**What you have to do:**
Pull every line out of the data below and reproduce each one character for character.

**Excerpt from a dataset:**

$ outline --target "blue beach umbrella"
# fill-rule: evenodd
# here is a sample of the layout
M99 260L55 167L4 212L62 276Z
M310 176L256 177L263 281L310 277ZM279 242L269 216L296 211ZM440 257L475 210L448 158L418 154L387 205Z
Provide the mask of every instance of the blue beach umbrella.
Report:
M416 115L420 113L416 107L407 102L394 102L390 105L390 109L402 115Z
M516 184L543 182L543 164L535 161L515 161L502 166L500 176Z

**Final answer:**
$ outline --target "blue beach umbrella"
# fill-rule: evenodd
# here is a sample of the layout
M99 260L55 167L4 212L62 276Z
M310 176L256 177L263 281L310 277ZM279 242L269 216L296 211ZM440 257L475 210L448 158L418 154L387 205Z
Provide the mask of every instance of the blue beach umbrella.
Report:
M416 115L420 113L416 107L407 102L394 102L390 105L390 109L402 115Z
M516 184L543 182L543 164L535 161L515 161L502 166L500 176Z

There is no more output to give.